> _Try it_:
From the data that follows, copy every line with the string "below".

[Stored items]
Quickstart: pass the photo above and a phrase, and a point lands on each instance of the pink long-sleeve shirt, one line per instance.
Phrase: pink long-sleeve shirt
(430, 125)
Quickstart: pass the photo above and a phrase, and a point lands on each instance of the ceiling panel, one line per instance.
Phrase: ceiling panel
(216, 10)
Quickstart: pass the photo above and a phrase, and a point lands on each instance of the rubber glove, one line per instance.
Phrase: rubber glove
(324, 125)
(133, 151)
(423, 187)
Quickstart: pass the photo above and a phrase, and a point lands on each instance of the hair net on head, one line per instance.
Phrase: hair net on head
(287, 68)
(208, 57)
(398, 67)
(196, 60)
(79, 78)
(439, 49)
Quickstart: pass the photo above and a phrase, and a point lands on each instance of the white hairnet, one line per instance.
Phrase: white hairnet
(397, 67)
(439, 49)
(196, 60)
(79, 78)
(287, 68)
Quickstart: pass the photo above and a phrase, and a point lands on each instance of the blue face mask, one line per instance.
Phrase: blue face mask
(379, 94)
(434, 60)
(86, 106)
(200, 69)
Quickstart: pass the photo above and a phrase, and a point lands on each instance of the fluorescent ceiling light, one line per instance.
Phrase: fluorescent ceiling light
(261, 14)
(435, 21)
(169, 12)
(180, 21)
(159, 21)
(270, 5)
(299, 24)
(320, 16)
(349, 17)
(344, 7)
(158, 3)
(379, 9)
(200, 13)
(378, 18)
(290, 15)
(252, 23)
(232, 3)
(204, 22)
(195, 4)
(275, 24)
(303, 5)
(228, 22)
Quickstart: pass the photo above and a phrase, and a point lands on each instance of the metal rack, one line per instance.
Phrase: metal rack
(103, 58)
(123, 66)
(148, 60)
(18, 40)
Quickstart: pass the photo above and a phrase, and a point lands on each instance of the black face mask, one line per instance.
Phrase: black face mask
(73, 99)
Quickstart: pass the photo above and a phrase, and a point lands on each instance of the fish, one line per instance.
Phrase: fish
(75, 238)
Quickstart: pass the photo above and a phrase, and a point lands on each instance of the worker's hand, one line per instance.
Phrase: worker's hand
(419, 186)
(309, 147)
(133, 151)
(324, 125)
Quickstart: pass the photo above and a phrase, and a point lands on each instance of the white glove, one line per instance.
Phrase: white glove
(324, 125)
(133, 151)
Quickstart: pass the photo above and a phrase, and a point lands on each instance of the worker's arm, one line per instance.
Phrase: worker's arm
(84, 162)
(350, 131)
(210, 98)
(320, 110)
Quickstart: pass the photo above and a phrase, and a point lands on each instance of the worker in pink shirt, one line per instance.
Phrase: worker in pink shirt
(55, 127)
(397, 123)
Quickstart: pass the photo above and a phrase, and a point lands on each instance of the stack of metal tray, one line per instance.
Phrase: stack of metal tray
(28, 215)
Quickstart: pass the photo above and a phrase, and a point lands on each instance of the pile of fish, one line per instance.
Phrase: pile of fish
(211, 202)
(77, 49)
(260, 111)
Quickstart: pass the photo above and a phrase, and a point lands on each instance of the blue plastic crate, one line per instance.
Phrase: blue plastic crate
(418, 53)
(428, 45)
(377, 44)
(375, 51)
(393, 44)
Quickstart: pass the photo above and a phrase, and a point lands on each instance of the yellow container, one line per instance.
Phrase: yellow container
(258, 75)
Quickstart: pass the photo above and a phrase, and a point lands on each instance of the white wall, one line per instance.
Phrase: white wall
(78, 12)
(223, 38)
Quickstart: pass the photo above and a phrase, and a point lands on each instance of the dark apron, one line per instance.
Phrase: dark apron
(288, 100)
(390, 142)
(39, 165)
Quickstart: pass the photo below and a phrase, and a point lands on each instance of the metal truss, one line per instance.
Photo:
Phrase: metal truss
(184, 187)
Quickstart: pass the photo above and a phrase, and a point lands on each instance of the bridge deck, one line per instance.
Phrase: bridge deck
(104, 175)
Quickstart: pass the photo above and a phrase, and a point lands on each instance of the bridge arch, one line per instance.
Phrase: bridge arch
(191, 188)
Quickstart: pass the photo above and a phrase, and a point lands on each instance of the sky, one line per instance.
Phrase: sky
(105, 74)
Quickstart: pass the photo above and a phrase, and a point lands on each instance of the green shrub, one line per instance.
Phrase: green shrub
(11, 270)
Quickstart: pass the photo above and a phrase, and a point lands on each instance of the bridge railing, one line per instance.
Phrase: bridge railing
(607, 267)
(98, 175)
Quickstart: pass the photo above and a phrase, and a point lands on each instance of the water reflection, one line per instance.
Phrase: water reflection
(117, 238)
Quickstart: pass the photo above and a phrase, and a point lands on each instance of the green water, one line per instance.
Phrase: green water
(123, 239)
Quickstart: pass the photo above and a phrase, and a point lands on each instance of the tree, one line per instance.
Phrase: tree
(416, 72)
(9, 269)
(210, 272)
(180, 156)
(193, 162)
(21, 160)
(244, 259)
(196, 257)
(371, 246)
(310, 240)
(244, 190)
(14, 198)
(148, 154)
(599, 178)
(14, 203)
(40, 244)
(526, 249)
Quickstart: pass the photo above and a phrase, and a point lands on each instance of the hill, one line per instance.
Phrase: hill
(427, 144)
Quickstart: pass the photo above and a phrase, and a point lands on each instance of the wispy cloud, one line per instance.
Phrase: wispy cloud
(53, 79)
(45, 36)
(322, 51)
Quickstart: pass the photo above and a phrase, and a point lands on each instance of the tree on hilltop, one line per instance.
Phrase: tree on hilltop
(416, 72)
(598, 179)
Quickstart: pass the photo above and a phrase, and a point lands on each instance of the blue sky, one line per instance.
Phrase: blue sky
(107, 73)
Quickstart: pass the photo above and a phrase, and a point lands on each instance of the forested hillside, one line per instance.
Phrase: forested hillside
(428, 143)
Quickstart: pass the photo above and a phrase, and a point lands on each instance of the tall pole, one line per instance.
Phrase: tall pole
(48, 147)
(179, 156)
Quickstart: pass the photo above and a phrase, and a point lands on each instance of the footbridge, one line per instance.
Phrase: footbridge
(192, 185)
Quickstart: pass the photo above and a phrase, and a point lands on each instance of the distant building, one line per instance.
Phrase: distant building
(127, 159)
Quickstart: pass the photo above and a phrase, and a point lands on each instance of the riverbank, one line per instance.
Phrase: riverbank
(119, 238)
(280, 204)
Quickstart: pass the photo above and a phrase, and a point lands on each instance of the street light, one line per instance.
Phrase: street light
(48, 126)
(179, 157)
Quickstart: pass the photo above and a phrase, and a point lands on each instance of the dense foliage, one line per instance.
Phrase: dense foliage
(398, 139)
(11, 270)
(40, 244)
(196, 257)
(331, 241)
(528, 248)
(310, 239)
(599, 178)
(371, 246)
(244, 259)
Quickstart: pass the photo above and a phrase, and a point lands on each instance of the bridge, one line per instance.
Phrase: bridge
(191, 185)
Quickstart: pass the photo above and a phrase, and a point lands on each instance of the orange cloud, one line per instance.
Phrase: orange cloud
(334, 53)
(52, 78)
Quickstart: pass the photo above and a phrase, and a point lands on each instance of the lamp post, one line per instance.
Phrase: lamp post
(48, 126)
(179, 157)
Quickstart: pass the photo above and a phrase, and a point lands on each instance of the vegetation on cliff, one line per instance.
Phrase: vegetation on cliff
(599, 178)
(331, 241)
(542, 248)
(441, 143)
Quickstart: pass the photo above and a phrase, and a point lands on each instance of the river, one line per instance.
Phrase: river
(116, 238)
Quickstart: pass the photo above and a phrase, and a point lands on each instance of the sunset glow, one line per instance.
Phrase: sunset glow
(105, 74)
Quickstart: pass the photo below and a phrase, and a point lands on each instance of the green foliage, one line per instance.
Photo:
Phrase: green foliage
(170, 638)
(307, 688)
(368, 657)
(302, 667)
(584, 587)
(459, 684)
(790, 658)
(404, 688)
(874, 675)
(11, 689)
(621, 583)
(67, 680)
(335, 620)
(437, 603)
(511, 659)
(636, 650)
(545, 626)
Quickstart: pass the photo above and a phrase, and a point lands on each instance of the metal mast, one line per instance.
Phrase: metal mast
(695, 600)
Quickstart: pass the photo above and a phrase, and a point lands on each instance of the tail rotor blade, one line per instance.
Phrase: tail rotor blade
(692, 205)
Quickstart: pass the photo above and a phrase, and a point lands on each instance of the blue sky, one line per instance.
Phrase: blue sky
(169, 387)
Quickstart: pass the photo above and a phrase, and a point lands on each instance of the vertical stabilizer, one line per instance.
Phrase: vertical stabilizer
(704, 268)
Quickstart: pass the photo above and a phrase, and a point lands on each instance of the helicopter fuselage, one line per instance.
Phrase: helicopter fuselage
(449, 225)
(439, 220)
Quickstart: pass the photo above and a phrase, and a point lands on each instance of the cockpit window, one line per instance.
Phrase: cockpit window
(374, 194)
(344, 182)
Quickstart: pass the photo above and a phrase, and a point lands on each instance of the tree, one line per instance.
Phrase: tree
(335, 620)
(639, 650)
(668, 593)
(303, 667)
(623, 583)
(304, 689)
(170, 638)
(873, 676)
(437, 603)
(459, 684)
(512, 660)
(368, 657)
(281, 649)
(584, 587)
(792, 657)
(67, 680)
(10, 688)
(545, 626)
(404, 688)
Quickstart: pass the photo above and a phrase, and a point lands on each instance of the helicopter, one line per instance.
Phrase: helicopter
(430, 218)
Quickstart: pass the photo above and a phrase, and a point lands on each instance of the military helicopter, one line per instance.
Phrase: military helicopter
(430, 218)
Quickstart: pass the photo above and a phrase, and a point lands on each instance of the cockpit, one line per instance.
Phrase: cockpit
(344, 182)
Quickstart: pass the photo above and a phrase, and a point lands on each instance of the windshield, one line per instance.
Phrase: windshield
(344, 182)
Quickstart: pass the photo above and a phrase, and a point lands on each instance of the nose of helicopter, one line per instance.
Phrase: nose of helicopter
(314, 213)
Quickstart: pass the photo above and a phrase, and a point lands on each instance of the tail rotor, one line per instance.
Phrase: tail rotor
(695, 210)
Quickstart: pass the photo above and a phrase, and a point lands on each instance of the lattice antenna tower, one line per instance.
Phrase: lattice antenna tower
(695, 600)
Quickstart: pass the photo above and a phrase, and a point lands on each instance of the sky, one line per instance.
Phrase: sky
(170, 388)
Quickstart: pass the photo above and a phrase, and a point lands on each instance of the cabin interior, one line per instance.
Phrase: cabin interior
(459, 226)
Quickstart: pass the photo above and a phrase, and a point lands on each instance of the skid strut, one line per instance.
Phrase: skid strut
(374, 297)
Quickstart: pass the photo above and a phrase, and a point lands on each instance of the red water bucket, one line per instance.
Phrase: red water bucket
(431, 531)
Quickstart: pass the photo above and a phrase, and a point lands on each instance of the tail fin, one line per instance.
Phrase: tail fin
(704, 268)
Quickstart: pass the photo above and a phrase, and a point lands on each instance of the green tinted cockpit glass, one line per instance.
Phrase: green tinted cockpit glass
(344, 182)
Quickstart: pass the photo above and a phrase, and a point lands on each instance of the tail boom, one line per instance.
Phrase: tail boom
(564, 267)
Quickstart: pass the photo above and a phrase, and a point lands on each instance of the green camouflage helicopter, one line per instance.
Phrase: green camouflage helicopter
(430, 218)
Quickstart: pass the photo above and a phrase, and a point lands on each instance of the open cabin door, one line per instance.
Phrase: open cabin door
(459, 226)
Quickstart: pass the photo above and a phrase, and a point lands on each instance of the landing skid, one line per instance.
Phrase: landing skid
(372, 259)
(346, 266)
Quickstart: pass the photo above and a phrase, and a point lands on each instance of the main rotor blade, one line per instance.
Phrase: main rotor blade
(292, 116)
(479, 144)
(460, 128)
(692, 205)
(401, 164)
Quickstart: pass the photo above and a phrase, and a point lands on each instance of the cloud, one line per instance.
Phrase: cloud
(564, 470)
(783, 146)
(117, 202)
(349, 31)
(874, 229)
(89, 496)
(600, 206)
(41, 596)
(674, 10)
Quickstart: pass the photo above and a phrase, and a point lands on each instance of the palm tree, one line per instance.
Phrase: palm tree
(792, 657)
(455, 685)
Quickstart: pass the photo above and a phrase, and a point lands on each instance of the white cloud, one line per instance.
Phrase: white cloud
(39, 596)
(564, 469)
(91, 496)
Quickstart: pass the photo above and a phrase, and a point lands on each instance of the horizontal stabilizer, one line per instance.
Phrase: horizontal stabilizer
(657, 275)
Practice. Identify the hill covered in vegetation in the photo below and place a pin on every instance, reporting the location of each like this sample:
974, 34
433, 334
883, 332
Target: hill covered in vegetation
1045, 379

> _Answer to this task_:
Quickstart: pass the photo below and a phrase, and a point lands on each instance of the metal truss, one line per instance.
Quickstart: pass the photo below and a phrase, and a point lands on each instance of the green foliage, one line per instance.
Practice. Identify the hill covered in vegetation in the photo below and place a pin on every instance, reporting the location of each like this sample:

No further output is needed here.